--- EXERCISE INPUTS ---
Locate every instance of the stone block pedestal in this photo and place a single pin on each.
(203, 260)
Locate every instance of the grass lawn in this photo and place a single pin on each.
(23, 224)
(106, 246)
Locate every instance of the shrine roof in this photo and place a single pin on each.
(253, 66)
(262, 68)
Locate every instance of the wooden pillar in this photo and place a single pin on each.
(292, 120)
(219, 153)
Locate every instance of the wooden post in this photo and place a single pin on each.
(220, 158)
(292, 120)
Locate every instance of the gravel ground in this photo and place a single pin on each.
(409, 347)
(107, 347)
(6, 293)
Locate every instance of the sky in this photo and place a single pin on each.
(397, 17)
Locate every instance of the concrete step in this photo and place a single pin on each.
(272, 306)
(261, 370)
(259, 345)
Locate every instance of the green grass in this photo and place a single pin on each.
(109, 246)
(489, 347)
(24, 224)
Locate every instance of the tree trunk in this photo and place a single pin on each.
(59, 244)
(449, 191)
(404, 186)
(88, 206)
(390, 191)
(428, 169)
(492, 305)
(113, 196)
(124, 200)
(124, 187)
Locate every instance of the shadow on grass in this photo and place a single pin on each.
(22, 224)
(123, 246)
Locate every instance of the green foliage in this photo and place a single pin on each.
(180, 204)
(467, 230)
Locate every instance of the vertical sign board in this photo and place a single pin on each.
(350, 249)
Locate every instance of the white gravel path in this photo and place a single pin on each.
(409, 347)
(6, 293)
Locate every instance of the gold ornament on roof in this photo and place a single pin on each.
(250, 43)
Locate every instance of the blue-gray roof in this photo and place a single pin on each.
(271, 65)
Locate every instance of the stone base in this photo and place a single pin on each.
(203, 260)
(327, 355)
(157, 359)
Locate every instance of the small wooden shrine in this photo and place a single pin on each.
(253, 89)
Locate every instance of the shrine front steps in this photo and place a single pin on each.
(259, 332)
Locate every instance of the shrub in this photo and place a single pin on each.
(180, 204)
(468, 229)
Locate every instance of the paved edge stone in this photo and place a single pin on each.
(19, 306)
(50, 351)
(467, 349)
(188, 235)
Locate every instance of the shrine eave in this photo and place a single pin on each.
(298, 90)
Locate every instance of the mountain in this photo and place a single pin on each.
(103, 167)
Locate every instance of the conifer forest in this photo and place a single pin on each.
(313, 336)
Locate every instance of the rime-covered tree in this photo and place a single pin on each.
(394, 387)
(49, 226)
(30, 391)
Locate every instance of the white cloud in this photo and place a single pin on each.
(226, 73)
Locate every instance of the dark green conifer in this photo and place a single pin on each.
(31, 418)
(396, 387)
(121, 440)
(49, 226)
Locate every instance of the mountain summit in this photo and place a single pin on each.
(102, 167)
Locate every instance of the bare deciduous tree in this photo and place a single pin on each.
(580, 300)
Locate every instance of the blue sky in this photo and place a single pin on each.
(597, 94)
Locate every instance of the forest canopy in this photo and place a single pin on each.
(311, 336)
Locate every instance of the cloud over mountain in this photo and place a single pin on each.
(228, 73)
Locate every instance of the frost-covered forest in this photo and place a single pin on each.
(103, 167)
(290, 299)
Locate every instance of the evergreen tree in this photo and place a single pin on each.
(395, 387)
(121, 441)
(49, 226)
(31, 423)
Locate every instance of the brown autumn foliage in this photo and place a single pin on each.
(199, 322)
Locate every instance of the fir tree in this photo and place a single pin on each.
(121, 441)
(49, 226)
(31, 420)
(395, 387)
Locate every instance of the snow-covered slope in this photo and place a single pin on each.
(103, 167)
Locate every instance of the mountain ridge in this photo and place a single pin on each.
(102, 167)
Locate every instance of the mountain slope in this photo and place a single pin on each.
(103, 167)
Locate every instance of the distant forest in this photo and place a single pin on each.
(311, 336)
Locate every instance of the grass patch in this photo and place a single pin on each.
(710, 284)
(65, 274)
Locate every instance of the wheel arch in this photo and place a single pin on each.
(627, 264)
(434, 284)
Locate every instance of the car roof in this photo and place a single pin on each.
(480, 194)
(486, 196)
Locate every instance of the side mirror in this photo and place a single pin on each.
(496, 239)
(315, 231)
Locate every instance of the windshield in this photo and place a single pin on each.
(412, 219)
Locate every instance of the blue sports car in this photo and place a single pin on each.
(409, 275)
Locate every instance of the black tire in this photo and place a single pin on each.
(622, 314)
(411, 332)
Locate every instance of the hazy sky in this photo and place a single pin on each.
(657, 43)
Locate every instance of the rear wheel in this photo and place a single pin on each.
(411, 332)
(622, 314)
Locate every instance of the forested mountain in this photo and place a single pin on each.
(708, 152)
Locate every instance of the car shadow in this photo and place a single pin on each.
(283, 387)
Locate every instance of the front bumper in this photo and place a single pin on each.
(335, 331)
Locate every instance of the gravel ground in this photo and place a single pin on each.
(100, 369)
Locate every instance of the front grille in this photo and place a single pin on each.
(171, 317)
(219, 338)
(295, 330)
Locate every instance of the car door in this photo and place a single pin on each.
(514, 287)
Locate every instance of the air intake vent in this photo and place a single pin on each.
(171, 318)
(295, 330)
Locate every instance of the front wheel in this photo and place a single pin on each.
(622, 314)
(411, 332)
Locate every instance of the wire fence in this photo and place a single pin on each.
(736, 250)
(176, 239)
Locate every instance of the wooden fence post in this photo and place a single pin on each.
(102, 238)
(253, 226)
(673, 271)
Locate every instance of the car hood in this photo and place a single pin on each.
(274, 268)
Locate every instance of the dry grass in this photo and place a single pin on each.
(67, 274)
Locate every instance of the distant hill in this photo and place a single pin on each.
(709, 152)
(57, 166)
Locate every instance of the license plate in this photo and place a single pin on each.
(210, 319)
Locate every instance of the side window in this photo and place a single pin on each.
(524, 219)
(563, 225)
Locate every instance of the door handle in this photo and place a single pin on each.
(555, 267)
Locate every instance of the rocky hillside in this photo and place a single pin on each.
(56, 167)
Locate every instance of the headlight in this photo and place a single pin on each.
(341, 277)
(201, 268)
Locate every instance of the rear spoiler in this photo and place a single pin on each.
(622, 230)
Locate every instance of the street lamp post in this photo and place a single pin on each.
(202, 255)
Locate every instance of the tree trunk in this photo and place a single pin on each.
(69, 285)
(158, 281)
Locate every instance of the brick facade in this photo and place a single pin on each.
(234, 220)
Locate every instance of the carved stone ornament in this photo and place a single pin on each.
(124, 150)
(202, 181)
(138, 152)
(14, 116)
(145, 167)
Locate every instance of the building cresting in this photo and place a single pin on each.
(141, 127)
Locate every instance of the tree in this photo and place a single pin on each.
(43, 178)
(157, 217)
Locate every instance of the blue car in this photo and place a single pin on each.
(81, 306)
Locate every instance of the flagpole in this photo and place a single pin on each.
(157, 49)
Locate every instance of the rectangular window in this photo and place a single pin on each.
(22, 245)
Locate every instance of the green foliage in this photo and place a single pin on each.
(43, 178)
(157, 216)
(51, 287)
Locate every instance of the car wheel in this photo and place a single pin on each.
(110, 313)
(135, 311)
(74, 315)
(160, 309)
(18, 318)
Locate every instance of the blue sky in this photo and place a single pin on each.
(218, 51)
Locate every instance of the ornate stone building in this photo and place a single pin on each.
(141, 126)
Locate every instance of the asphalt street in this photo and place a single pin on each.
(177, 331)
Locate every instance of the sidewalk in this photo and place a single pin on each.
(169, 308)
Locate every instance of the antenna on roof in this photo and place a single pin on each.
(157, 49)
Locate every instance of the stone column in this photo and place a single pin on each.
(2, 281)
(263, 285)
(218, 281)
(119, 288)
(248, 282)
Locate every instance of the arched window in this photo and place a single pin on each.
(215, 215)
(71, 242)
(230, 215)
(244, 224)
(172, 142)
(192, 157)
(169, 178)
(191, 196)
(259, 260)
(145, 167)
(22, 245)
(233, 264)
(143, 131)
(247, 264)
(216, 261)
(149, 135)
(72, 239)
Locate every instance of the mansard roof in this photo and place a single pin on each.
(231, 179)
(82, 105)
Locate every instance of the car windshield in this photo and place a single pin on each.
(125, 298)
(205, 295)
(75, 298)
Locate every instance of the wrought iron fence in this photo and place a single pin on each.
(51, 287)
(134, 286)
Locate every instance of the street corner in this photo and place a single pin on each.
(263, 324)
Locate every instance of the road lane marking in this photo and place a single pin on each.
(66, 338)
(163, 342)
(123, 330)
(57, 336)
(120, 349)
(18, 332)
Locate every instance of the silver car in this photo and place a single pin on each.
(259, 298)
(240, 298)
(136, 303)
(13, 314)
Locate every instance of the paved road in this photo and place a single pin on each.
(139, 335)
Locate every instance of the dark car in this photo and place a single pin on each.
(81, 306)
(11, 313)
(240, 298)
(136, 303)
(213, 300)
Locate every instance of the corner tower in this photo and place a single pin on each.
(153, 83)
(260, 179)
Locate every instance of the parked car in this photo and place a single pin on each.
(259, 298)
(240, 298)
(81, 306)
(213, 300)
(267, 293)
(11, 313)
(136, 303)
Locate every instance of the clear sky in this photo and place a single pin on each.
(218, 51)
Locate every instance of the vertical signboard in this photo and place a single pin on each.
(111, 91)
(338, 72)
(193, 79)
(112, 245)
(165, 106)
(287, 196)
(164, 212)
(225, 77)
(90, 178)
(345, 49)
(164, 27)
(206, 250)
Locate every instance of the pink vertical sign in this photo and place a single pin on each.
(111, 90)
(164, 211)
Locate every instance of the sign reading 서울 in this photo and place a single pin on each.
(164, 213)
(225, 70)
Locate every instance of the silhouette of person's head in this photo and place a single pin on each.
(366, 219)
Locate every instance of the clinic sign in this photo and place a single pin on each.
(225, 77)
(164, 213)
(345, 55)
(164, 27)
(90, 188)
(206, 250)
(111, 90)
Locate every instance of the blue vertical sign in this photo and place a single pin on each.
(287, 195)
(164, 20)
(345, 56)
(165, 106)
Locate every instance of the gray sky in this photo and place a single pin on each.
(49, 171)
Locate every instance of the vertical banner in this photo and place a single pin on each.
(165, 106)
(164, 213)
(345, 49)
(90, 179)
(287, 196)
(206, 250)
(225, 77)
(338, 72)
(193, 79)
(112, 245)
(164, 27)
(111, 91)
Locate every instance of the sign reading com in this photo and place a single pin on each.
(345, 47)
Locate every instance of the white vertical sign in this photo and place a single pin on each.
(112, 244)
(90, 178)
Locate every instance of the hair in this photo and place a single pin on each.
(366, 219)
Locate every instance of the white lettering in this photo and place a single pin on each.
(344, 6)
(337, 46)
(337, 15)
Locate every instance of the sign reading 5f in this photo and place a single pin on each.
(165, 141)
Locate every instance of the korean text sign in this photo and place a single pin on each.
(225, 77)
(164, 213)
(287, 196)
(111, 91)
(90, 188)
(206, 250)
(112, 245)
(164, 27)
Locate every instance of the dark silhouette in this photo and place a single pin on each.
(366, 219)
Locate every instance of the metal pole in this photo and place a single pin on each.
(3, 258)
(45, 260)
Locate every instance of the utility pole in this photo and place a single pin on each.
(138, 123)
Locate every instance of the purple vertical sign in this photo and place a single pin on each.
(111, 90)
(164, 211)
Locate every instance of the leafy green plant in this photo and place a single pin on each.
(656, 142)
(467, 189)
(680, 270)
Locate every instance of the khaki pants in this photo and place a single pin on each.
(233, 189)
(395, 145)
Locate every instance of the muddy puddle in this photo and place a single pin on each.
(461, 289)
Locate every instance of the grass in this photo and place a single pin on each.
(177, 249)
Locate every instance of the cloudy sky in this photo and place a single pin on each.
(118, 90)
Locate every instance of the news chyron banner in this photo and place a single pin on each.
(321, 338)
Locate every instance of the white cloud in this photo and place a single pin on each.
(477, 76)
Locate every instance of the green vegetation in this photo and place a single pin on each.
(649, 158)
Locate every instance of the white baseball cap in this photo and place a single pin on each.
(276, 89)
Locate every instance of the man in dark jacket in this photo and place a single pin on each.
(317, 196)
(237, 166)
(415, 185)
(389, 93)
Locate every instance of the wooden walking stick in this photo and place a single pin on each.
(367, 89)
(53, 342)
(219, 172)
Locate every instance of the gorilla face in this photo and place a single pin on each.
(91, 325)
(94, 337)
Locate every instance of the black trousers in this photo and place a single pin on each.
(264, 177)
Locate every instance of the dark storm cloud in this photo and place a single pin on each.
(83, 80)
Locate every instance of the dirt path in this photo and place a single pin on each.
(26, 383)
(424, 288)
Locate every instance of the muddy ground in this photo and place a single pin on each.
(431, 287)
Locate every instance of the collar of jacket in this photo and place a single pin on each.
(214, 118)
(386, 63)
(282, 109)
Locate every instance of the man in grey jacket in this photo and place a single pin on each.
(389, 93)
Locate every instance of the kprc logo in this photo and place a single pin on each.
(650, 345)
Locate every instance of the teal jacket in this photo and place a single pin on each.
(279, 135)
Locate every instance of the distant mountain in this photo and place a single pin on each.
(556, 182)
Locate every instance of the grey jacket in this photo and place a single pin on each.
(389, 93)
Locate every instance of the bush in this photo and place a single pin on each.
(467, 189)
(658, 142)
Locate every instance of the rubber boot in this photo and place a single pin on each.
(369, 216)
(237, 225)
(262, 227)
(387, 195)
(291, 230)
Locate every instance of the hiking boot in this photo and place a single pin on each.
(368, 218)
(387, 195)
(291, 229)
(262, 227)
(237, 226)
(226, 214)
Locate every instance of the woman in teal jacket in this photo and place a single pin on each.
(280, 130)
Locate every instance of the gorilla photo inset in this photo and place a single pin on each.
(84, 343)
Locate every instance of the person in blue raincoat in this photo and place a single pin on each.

--- SET PROBLEM ---
Lay out the lines of the records above as a numbered list, starting with the line that contains "Locate every instance of the woman" and going on through the end of the records, leaving out any blank lines.

--- SOLUTION ---
1. Locate every instance of the woman in teal jacket in this photo and place a single pin on each.
2. (280, 130)
3. Locate every instance of the gorilla photo inset in this photo and place a single pin on each.
4. (84, 343)
5. Locate every instance of the person in blue raincoat in this photo and place a single pin on each.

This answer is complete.